>>>>
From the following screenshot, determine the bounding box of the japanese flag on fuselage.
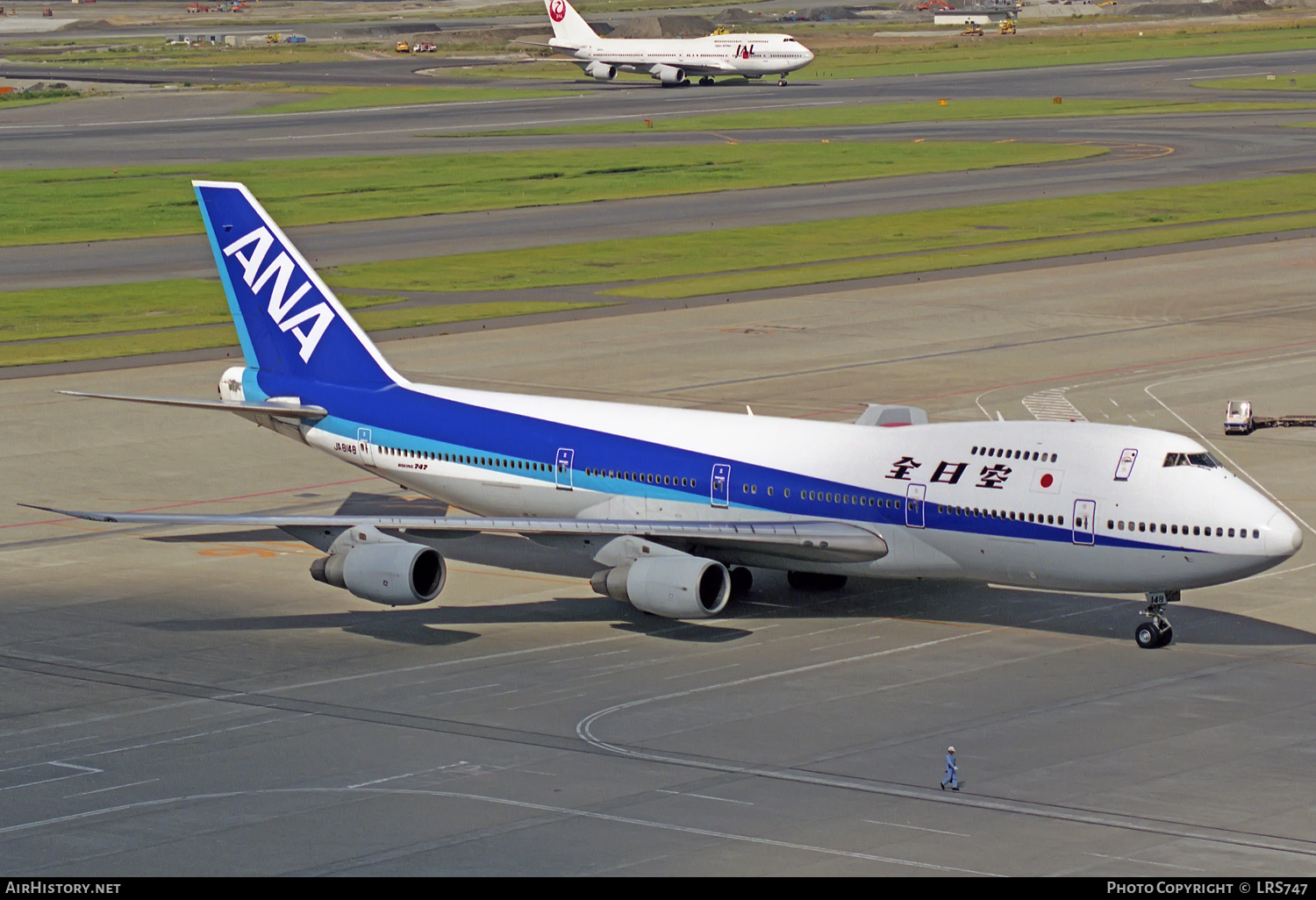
[1028,468,1065,494]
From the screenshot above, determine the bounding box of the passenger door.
[1074,500,1097,545]
[905,484,928,528]
[357,428,375,466]
[708,463,732,510]
[553,447,576,491]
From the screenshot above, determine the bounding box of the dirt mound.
[713,7,762,24]
[612,16,713,39]
[341,23,442,37]
[1121,0,1270,18]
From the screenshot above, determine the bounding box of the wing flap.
[57,391,329,418]
[20,504,887,562]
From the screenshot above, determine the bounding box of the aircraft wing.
[58,391,329,420]
[20,503,887,562]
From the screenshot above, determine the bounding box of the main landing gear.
[1134,591,1179,650]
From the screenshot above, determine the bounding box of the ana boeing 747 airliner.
[31,182,1303,647]
[544,0,813,87]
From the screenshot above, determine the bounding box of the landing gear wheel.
[1134,623,1161,650]
[1134,591,1179,650]
[732,566,755,597]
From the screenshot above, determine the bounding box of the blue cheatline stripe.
[192,187,255,368]
[288,374,1208,553]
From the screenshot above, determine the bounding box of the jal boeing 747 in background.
[544,0,813,87]
[25,182,1303,647]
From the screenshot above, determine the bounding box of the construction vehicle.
[1226,400,1316,434]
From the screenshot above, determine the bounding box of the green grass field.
[0,142,1105,246]
[11,40,387,69]
[326,175,1316,296]
[445,97,1316,139]
[0,279,608,366]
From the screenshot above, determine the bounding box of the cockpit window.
[1163,453,1220,468]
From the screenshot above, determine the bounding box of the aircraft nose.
[1266,512,1303,557]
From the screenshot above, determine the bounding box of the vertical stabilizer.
[544,0,599,50]
[192,182,404,389]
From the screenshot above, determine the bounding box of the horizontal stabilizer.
[18,503,887,562]
[57,391,329,418]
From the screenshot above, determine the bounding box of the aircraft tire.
[1134,623,1162,650]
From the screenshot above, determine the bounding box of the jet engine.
[590,557,732,618]
[650,65,686,84]
[311,541,447,607]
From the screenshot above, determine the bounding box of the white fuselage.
[272,384,1302,592]
[550,34,813,78]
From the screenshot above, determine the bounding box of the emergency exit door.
[1074,500,1097,544]
[905,484,928,528]
[553,447,576,491]
[708,463,732,510]
[357,428,375,466]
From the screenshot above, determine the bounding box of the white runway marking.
[863,818,973,837]
[1084,853,1207,873]
[657,789,755,807]
[0,789,999,878]
[1021,389,1087,423]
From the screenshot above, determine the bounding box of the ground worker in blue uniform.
[941,747,960,791]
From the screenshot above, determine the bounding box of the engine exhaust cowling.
[590,557,732,618]
[311,541,447,607]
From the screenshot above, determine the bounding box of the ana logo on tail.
[224,225,334,362]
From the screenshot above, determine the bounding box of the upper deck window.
[1163,453,1220,468]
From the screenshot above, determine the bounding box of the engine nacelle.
[311,541,447,607]
[590,557,732,618]
[650,65,686,84]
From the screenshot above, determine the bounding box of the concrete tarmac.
[0,239,1316,878]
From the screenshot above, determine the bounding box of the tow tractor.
[1226,400,1316,434]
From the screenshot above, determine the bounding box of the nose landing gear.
[1134,591,1179,650]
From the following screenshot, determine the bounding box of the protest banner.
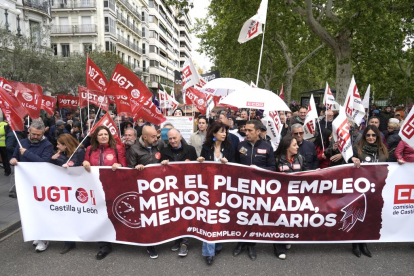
[161,116,194,142]
[16,162,414,245]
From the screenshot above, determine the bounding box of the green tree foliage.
[0,29,128,94]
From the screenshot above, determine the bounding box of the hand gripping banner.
[16,162,414,245]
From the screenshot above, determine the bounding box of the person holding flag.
[348,125,388,258]
[82,125,127,260]
[10,120,53,252]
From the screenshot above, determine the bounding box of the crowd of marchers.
[0,103,414,264]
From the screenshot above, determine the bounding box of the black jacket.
[299,140,319,170]
[200,144,235,162]
[276,154,308,173]
[236,139,276,171]
[387,130,401,162]
[160,142,197,162]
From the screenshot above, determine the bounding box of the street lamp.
<<<<
> **EXERCISE PROMPT**
Swap "screenshot" for "photo" everywhere it occurs in the lines above, then write all the lines out again with nothing else changed. Leave the pictures out.

> **SOLUTION TO THIS PROBLEM**
From the following photo, determine the bounding box of the japanese flag on fuselage.
[1028,468,1065,494]
From the photo above, determine the bounding box of the passenger door.
[1074,500,1097,545]
[905,484,928,528]
[357,428,375,466]
[708,463,732,510]
[553,447,576,491]
From the photo above, determine the bounding box of the dirt mound.
[713,7,762,24]
[612,16,713,39]
[341,23,442,37]
[1121,0,1270,18]
From the photo above, determine the bounding box of the wing flap.
[57,391,329,418]
[20,504,887,562]
From the photo above, determine the bounding box of the aircraft wing.
[58,391,329,420]
[20,503,887,562]
From the photo above, determine the bounding box of the main landing gear.
[1134,591,1179,650]
From the photo above, determine the bounding box of the ana boeing 747 airliner.
[31,182,1303,647]
[544,0,813,87]
From the photo above, determine the bounding box of the landing gear wheel.
[1134,623,1161,650]
[1134,591,1179,650]
[732,566,755,597]
From the photo above, determine the bounding box of the blue cheatline stripe.
[192,187,255,368]
[288,374,1208,553]
From the photo above, determine the bounding box of the jal boeing 747 in background.
[544,0,813,87]
[25,182,1303,647]
From the photo above, determine the bounding box of the construction vehicle.
[1226,400,1316,434]
From the photo above, determine the bounding box of the green grass field.
[0,142,1105,246]
[11,40,387,69]
[326,175,1316,296]
[445,97,1316,139]
[0,279,608,366]
From the photo above, determine the bounding box of the cockpit window.
[1163,453,1220,468]
From the photo above, determine the bounding box of the aircraft nose.
[1266,512,1303,557]
From the photo above, determine the bounding box of the vertical stabilizer.
[544,0,599,50]
[192,182,404,389]
From the photo above, determine the bounding box of the horizontal stabilizer.
[18,503,887,562]
[57,391,329,418]
From the photo above, determine the bounding box of the aircraft tire.
[1134,623,1162,650]
From the photo above, determine the bounding box of the jet engine.
[590,557,732,618]
[650,65,686,84]
[311,541,447,607]
From the photo above, determine the bounding box of the white fuselage.
[272,384,1302,592]
[550,34,813,78]
From the photo above, determine the bounding box of the emergency exit door.
[1074,500,1097,544]
[905,484,928,528]
[553,447,576,491]
[708,463,732,510]
[357,428,375,466]
From the photo above, determine the bounding box of the white runway marking.
[863,818,973,837]
[1084,853,1207,873]
[657,789,755,807]
[0,789,999,878]
[1021,389,1087,423]
From the photo above, determine the bounding box of the ground worker in blue uniform.
[941,747,960,791]
From the photo above, determine the bounding box of the engine exhaust cowling.
[590,557,732,618]
[311,541,447,607]
From the photo above, determine the bounding box of the ana logo on tail.
[224,225,334,362]
From the photo above, determine the bounding box of the upper deck window.
[1163,453,1220,468]
From the photo above, determine the bounding box of the engine nacelle.
[311,541,447,607]
[590,557,732,618]
[650,65,686,84]
From the photo above, determine the bounding box of the concrete tarmac.
[0,239,1316,878]
From the photo above, determine the bounding box of the tow tractor.
[1226,400,1316,434]
From the photo above, determine the bounding box of the nose landing gear.
[1134,591,1179,650]
From the following photo, determine the bounding box of the protest banner.
[161,116,194,142]
[16,162,414,245]
From the photo above, determine the bounding box of the green tree foliage.
[0,29,128,94]
From the photo above, determine the bounding box of the hand gripping banner.
[16,162,414,245]
From the photo above, determine the bounding box of the person holding flag.
[348,125,388,258]
[82,125,127,260]
[10,120,53,252]
From the photo above, determine the bounding box of the crowd of marchers.
[0,103,414,264]
From the photo above, determine the bounding box of the black jacket.
[299,140,319,170]
[200,144,235,162]
[276,154,308,173]
[236,139,276,171]
[387,130,401,162]
[160,142,197,162]
From the photo above, determine the bounding box of the street lamp.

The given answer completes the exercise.